## [Instruction]
Output, please, every line from the line that holds "baseball player in" to the end, exactly as written.

## [Extracted entries]

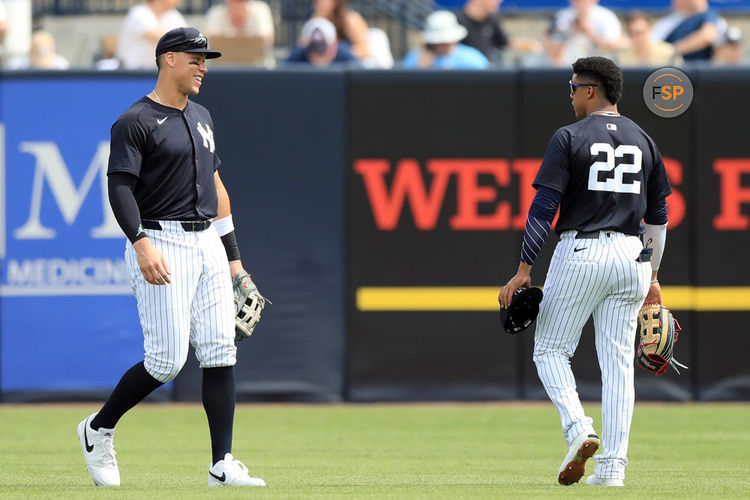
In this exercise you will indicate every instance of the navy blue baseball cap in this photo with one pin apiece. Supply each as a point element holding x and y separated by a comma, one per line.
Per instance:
<point>185,40</point>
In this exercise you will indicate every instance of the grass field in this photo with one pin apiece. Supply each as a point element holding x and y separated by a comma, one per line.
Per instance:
<point>376,451</point>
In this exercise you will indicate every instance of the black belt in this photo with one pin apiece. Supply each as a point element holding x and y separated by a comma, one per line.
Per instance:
<point>581,235</point>
<point>192,225</point>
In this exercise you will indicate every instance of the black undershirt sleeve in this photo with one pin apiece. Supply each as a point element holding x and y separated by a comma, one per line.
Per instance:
<point>121,186</point>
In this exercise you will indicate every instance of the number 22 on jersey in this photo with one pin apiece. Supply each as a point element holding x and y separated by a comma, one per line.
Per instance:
<point>615,183</point>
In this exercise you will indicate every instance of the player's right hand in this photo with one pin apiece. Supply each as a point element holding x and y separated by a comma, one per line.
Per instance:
<point>505,297</point>
<point>151,262</point>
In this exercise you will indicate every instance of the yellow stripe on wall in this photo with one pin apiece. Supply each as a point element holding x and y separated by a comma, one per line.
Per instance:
<point>681,298</point>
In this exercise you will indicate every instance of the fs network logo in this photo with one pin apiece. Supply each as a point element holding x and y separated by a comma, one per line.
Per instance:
<point>49,243</point>
<point>668,92</point>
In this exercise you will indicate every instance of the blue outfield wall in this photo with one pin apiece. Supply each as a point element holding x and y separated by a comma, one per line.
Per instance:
<point>69,326</point>
<point>328,172</point>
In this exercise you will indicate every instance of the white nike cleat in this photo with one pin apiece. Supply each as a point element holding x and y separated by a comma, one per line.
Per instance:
<point>231,472</point>
<point>581,449</point>
<point>598,481</point>
<point>99,453</point>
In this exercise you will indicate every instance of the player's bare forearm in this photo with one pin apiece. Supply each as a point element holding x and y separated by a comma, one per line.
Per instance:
<point>235,266</point>
<point>224,209</point>
<point>152,263</point>
<point>654,290</point>
<point>521,279</point>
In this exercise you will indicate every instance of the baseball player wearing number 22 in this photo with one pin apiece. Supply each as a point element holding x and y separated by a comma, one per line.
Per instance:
<point>607,177</point>
<point>167,196</point>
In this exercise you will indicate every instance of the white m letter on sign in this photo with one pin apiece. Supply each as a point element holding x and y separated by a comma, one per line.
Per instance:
<point>69,198</point>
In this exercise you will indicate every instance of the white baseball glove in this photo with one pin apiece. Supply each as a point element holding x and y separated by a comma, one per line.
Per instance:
<point>248,304</point>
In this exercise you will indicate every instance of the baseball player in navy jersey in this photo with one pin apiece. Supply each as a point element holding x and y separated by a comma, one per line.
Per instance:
<point>167,196</point>
<point>606,175</point>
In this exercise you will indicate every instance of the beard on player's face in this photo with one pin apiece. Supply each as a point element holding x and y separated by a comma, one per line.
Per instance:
<point>188,69</point>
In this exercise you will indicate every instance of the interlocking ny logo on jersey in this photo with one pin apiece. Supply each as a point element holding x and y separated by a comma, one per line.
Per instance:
<point>208,136</point>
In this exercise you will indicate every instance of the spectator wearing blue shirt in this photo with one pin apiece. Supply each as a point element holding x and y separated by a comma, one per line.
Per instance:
<point>319,45</point>
<point>694,34</point>
<point>442,50</point>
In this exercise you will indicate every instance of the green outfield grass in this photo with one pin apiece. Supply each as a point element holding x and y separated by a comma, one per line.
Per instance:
<point>376,451</point>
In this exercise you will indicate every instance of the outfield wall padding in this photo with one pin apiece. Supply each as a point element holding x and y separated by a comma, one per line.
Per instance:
<point>343,181</point>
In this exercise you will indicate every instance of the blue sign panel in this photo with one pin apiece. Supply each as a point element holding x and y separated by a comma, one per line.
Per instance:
<point>68,318</point>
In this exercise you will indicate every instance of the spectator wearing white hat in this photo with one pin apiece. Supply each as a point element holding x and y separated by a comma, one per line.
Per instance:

## [Result]
In this exercise you will indicate every instance of the baseball player in navy jersey in this photo with one pin apiece. Supply each as a point element holding x and y separated by a comma, one per line.
Per instance:
<point>167,196</point>
<point>606,175</point>
In this exercise you will indicate every instance of the beard on player's face in this photo with one pin apiece. Supply each as a point element holding x and y separated by a comma, one per line.
Per instance:
<point>188,69</point>
In this exercise you will indicate every instance of the interlocking ny logo on jersey in this photo with one pin apiece. Supply each as a point element holding x and y separated by a comma, one per line.
Per instance:
<point>208,136</point>
In this exercise you will indicate every instance of the spectator wearing blue shirt in this photo with one pin apiece. Supply each as a point element holding x and y separated by a comma, one per line.
Per instance:
<point>319,45</point>
<point>694,34</point>
<point>442,50</point>
In this exercise you will indicate every instance of the green outfield grass in this photo with one pin apiece. Supply each as a point element holding x and y separated by a comma, one per line.
Per instance:
<point>376,451</point>
In this exercise you will indicate every instance of the outfield wall padding in this photo with one pin apiece. Supply each as a point element holding x and y separated by a comma, one per line.
Per instance:
<point>343,181</point>
In this exercise you will indicate every instance of the blue sign panel in this photo with one pin apiece. Supply each as a point element holding x and y separated by a comma, one per line.
Per instance:
<point>68,318</point>
In this exercise you will indicate every instance of the spectator wearing white hat in this photo with one pin apiece. Supply each as a point element holding x and y separated by a comma, one per line.
Per instance:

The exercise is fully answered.